**Problem to solve:** Transcribe the tail of the listing: start at the line containing "Practice. For this step, pick out the reflection of orange peel" and stop after the last line, keeping every character as is and adding nothing.
════
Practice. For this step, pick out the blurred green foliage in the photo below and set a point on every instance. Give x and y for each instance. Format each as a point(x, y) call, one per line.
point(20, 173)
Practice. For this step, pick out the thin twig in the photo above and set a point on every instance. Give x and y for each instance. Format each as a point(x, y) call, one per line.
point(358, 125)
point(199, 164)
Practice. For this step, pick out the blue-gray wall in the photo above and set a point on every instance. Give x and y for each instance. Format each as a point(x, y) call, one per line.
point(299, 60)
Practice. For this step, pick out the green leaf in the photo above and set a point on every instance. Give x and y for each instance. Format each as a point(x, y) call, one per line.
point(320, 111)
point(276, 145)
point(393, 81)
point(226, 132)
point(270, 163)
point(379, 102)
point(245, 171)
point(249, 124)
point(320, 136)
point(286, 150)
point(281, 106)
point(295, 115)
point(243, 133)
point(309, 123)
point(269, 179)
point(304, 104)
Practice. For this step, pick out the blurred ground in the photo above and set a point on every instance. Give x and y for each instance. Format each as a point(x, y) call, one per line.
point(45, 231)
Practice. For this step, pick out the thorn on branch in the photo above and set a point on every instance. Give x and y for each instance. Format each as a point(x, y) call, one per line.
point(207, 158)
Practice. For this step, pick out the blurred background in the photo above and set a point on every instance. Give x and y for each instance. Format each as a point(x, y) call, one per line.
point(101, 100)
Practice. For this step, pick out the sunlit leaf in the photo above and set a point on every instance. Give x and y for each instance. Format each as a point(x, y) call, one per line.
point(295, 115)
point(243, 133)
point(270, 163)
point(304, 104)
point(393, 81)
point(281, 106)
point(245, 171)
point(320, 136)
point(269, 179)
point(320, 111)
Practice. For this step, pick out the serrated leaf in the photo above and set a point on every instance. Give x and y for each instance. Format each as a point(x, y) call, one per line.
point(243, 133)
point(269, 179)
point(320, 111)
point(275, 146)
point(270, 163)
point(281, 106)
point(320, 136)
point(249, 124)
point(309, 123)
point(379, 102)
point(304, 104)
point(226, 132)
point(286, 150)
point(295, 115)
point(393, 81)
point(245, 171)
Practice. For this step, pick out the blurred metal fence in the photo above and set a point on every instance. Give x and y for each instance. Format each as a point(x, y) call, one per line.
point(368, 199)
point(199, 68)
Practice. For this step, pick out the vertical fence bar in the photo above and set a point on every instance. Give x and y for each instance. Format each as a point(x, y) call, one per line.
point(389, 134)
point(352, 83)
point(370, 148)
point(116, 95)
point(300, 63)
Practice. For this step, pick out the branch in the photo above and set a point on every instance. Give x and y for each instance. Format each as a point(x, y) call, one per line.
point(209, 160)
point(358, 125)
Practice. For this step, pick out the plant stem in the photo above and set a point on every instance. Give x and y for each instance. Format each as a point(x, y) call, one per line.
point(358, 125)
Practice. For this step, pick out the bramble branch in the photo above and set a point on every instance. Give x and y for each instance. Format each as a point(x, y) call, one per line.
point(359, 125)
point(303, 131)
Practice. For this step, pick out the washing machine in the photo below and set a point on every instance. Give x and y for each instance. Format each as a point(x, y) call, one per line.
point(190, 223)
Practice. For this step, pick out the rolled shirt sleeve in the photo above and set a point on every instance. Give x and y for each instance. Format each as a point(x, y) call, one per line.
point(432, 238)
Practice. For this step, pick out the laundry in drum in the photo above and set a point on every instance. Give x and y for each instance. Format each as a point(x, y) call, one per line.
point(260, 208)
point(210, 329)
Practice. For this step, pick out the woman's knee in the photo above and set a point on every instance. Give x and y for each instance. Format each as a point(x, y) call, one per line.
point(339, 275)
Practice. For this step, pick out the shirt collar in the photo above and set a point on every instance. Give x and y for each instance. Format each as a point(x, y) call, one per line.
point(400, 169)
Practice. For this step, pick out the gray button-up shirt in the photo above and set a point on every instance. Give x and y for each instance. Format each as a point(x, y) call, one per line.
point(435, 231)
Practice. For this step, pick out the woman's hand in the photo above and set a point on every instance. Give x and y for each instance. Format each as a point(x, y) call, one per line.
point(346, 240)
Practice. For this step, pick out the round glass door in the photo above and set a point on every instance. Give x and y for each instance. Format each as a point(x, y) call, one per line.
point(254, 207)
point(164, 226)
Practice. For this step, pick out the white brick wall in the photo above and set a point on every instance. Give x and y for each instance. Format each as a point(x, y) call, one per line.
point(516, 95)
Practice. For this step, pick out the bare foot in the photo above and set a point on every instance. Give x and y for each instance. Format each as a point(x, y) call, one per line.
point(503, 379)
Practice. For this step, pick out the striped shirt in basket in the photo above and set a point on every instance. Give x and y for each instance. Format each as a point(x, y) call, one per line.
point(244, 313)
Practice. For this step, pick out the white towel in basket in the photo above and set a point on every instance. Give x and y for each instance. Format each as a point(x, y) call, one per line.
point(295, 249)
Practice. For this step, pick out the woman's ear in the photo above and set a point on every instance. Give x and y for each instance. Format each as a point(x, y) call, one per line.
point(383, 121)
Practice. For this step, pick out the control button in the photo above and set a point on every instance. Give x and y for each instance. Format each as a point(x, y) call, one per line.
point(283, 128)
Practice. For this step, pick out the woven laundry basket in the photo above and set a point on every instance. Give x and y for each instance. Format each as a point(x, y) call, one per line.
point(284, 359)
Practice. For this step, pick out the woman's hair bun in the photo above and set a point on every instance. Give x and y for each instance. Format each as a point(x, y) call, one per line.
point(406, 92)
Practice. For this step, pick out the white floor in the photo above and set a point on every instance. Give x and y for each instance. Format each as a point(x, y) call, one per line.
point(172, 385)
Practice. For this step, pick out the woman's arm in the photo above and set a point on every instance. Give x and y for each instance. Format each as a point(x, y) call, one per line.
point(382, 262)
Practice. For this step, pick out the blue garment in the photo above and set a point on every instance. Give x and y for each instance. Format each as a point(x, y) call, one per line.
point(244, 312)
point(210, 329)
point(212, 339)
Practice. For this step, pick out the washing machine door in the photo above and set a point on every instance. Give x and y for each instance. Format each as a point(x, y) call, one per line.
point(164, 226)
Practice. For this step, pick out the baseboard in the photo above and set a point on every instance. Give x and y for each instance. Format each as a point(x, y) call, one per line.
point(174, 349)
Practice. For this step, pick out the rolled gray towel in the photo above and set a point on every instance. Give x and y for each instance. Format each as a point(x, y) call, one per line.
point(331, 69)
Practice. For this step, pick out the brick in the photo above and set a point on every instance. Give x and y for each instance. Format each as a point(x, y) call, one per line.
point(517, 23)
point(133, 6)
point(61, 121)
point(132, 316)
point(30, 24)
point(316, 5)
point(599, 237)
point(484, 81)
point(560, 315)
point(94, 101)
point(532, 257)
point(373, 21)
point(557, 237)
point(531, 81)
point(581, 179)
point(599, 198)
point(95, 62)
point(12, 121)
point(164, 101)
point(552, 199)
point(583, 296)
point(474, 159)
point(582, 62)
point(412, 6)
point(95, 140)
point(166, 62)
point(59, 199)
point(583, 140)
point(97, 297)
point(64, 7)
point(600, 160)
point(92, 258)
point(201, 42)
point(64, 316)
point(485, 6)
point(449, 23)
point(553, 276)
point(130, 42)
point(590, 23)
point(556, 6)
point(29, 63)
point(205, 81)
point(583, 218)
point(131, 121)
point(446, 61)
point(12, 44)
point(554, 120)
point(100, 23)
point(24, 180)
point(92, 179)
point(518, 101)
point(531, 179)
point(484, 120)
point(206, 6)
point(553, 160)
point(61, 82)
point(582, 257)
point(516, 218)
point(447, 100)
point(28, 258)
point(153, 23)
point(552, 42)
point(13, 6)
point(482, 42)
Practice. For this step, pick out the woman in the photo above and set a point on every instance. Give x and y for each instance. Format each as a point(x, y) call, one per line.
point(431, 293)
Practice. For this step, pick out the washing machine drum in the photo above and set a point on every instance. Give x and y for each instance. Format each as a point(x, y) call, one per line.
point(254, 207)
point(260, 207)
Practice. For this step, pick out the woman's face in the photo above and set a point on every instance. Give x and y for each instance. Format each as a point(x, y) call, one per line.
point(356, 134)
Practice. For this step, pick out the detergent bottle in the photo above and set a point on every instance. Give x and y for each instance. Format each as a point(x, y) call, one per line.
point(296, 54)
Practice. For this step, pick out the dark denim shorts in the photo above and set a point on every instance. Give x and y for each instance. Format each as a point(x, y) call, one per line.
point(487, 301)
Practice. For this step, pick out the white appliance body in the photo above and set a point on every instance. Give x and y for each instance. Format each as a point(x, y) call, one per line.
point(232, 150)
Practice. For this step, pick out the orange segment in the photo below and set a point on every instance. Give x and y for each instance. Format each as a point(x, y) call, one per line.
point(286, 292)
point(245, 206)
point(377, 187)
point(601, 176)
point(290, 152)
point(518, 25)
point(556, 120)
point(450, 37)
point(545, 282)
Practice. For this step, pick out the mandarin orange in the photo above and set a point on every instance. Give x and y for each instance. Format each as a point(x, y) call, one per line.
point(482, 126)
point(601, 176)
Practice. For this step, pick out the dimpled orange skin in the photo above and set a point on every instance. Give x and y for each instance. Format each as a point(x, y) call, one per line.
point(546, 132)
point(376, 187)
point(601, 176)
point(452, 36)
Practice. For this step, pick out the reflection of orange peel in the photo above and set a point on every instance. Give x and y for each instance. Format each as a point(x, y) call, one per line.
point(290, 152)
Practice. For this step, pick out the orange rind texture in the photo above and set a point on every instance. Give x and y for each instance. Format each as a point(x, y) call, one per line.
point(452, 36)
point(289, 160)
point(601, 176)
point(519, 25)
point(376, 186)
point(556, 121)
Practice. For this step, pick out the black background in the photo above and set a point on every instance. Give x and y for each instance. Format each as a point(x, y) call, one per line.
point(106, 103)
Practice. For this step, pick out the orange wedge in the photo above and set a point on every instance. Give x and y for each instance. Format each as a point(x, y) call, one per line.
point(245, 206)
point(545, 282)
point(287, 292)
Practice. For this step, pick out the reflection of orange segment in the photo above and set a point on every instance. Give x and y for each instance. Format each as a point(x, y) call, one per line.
════
**In response:**
Practice. For this step, pick out the reflection of orange peel in the photo above and set a point on every instance. Give x and y for each instance. Format each as a point(x, y) call, one per line.
point(290, 152)
Practice. For this step, pick out the orange rind texture in the photo above and set a point on every instance. Give x and y for each instance. Format each as a point(x, y) call, one per line.
point(452, 36)
point(289, 160)
point(601, 176)
point(519, 25)
point(376, 186)
point(556, 121)
Practice. For this step, pick out the black background in the photo above and set a point on every instance. Give x and y for each instance. Format each as a point(x, y) call, one per line.
point(106, 103)
Practice. For this step, pick out the orange wedge in the photo above and set a point on every instance. Give x and y for each instance. Format each as a point(x, y) call, one per line.
point(245, 206)
point(545, 282)
point(287, 292)
Practice. For this step, pick out the reflection of orange segment in the photo above and set a point on every instance. Give x and y for each instance. Format each as a point(x, y) call, one per line.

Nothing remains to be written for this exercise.